Instructions to follow:
Give back exactly the stretch of data below from the line holding "Target: utility pole" through the line holding "Where can the silver pickup", both ends included, and leave the remaining lines out.

Data for the task:
________________

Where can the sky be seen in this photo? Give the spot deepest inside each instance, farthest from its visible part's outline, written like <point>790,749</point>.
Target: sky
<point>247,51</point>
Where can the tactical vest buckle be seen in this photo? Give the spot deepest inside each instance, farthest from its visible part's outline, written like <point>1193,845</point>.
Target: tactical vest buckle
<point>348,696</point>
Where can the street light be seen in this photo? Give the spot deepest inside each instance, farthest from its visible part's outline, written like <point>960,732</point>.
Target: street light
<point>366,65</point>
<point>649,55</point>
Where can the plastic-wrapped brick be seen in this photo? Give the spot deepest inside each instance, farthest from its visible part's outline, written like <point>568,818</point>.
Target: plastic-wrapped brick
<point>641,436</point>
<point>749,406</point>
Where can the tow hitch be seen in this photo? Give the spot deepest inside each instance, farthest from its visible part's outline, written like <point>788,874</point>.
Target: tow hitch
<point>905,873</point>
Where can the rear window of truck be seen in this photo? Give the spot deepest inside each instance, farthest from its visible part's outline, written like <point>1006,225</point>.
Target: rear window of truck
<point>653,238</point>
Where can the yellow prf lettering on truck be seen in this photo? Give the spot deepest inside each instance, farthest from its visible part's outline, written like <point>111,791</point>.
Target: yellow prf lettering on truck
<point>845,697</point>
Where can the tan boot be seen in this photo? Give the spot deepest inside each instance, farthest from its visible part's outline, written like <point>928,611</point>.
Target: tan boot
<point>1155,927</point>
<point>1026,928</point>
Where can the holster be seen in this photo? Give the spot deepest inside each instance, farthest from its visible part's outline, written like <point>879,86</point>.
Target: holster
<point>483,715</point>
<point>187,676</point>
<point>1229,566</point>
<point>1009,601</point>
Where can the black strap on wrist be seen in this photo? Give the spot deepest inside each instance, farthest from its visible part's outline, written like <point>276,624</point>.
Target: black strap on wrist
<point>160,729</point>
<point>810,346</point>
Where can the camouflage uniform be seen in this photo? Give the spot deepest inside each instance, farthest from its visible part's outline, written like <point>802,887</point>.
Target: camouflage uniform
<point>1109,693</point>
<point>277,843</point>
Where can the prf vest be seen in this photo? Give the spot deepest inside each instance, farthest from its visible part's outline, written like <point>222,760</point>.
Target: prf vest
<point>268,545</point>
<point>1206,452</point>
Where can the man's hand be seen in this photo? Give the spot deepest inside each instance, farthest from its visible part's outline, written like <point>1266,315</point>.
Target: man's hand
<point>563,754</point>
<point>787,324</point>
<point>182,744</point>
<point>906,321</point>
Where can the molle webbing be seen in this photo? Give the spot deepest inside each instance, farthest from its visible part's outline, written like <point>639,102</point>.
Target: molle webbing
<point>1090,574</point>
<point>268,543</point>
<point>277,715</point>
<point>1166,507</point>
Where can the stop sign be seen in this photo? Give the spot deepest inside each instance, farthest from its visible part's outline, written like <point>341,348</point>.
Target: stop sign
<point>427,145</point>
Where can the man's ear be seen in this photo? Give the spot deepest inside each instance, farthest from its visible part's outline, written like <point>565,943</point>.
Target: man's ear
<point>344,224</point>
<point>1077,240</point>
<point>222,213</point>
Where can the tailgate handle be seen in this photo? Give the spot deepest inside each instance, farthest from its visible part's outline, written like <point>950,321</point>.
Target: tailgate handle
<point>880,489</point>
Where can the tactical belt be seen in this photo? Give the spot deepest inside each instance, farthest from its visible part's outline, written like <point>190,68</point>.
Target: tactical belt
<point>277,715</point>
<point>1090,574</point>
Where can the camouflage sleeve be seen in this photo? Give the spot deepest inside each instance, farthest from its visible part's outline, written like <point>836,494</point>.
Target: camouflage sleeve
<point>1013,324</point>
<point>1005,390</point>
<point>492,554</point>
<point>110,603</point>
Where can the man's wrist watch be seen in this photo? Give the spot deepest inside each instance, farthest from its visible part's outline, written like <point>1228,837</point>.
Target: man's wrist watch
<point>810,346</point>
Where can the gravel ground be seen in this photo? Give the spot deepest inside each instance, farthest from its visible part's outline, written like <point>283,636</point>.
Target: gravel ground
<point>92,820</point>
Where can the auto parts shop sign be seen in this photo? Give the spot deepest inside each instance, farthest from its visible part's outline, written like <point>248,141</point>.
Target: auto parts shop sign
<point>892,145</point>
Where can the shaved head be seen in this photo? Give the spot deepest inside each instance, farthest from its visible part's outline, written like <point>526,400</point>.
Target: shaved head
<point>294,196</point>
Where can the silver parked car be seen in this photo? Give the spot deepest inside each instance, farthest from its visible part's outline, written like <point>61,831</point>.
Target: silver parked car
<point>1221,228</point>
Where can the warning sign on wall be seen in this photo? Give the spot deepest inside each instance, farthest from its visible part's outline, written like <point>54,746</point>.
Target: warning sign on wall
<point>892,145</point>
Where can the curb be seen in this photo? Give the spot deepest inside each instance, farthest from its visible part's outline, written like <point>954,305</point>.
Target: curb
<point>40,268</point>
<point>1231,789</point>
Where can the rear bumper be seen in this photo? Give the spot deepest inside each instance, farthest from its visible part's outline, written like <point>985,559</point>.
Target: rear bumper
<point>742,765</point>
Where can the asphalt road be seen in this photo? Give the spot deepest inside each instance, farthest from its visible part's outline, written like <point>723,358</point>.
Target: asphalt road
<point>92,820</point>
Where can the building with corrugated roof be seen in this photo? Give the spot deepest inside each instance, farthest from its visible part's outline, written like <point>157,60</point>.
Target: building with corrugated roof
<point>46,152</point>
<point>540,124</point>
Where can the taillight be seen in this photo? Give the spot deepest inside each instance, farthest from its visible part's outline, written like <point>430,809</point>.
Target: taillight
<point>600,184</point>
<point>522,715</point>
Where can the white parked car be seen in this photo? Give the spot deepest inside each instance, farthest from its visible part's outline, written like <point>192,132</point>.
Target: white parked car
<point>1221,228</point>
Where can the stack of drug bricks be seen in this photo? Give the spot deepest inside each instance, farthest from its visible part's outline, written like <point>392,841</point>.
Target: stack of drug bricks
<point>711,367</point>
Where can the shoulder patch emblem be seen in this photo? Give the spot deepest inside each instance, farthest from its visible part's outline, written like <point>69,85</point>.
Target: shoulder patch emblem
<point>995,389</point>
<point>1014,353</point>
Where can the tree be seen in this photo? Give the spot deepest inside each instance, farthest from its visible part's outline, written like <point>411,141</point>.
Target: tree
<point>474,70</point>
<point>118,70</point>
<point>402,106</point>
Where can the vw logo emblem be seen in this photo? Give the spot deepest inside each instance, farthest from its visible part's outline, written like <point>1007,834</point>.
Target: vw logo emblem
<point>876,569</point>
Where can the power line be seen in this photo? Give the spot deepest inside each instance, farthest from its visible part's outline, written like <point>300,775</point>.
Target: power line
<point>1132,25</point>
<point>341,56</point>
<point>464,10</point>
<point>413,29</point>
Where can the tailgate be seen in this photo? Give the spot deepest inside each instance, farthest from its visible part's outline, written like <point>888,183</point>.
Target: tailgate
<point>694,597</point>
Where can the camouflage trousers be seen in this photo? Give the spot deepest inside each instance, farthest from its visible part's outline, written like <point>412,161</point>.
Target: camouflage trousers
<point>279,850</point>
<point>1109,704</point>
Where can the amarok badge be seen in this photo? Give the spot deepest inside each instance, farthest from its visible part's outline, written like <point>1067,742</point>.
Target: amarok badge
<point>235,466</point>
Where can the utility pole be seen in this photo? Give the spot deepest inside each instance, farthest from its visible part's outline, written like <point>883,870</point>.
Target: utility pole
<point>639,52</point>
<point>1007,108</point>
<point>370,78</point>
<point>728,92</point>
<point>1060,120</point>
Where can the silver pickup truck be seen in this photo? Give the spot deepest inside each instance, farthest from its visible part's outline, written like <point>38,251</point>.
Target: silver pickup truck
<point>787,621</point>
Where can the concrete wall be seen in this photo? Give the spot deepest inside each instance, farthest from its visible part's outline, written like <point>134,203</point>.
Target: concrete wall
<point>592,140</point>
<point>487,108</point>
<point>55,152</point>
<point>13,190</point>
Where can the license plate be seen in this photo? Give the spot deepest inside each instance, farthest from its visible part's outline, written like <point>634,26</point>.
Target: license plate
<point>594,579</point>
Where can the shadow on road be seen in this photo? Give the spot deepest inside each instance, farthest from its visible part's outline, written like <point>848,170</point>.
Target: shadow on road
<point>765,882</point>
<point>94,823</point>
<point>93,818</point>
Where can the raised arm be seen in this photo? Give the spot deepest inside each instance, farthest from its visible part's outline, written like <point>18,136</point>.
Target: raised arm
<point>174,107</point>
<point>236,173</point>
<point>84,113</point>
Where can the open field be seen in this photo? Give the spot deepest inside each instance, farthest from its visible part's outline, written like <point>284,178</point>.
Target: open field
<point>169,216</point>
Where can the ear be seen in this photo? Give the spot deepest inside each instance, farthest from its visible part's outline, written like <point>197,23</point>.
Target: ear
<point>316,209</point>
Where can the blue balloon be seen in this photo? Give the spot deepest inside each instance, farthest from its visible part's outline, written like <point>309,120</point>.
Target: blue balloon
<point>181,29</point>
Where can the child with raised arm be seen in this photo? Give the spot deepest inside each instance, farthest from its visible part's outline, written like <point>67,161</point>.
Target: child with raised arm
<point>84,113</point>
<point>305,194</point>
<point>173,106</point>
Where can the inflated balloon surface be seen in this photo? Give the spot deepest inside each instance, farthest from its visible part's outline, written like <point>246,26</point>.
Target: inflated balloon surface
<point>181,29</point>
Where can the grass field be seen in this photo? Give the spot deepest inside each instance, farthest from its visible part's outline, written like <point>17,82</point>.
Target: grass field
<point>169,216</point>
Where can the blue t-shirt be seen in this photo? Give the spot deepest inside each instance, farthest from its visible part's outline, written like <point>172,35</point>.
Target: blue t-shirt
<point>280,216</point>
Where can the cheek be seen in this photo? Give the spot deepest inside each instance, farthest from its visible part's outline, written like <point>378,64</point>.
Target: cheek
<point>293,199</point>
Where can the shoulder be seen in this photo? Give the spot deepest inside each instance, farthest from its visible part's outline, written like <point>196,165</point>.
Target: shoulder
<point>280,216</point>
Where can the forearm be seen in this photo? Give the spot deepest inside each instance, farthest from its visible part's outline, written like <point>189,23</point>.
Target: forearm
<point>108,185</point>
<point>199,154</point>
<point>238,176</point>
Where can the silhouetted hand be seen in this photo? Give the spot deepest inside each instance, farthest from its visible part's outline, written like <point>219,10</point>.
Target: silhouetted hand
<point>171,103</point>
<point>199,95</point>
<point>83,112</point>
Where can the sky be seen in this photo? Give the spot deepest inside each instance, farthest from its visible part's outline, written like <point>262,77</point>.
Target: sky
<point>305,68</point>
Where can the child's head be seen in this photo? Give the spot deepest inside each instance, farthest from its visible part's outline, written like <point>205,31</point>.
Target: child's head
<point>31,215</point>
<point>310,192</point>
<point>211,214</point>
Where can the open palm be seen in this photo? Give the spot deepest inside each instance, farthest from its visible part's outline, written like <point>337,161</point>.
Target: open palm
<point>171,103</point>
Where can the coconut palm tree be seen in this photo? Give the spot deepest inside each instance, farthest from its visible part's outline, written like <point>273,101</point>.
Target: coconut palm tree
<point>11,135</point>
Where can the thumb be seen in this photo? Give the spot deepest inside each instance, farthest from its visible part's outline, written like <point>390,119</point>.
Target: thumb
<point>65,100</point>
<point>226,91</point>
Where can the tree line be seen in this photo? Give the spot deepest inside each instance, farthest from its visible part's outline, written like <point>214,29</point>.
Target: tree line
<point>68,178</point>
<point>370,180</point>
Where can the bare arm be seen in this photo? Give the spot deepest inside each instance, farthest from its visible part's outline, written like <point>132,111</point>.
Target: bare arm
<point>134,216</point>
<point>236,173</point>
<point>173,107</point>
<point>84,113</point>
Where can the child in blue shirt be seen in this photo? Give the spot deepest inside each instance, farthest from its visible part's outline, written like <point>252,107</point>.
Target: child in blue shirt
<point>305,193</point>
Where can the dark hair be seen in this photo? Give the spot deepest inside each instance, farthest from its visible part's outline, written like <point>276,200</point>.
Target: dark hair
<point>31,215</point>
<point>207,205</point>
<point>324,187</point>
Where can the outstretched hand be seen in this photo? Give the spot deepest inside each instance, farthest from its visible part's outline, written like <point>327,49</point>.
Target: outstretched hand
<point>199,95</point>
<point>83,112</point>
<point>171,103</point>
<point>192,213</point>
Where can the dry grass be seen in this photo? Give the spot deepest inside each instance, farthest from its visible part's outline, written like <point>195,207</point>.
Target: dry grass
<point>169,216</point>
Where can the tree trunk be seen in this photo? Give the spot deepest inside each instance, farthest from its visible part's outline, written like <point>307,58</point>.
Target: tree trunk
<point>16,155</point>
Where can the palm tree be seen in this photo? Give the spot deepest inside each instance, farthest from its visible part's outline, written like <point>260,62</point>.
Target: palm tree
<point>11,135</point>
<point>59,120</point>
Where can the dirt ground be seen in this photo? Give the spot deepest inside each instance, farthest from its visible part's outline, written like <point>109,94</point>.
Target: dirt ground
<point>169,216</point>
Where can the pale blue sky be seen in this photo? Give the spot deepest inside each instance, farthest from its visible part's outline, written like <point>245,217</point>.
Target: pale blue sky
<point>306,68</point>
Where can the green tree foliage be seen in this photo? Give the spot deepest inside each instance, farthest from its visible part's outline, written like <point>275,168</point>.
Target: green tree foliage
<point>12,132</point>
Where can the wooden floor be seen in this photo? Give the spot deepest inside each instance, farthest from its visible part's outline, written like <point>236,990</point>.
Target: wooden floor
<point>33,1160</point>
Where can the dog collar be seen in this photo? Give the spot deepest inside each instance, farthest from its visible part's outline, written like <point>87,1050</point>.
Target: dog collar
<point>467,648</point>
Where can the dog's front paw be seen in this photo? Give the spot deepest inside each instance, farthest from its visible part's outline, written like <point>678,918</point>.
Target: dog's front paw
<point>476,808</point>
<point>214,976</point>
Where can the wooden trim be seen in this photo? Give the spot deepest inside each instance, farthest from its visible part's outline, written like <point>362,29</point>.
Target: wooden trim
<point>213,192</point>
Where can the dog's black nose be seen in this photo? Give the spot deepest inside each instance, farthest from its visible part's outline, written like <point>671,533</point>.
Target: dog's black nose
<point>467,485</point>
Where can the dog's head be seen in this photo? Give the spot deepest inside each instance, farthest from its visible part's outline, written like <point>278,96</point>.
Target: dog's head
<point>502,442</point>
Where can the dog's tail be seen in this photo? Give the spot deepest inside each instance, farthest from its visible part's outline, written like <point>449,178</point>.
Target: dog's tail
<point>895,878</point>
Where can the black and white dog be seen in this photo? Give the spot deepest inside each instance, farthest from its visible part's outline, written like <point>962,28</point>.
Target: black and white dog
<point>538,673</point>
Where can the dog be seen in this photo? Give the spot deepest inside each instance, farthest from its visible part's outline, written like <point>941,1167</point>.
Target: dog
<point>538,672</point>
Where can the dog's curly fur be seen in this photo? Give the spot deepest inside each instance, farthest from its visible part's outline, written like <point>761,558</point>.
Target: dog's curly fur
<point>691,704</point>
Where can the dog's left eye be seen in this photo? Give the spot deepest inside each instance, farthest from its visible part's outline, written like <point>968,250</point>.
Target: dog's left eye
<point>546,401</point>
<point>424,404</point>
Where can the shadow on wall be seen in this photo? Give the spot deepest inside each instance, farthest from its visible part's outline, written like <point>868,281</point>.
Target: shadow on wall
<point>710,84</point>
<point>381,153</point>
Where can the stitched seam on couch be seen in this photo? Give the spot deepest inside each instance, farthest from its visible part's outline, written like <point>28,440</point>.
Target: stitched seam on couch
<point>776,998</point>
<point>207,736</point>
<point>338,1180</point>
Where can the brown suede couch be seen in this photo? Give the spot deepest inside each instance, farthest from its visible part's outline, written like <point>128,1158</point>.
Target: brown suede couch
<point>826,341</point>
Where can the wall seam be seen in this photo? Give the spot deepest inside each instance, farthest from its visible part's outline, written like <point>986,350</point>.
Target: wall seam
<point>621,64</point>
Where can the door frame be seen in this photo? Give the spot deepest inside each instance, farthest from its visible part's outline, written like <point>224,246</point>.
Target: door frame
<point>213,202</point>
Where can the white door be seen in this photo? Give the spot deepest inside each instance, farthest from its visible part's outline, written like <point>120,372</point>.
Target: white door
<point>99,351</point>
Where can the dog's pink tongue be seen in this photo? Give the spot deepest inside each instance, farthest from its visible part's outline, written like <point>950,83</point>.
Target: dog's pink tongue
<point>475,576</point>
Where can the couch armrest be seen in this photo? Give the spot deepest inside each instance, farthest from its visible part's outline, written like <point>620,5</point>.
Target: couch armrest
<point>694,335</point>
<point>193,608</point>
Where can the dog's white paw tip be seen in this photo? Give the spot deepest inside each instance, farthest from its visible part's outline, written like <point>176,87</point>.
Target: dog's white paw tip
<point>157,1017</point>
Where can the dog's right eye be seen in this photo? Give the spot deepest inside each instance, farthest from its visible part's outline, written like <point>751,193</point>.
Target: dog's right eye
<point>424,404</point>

________________

Response to the exercise:
Target: utility pole
<point>639,52</point>
<point>1007,108</point>
<point>370,78</point>
<point>728,92</point>
<point>1060,120</point>
Where can the silver pickup truck be seen in this photo? Give the spot deepest inside each instance, farthest from its visible part's outline, written like <point>38,251</point>.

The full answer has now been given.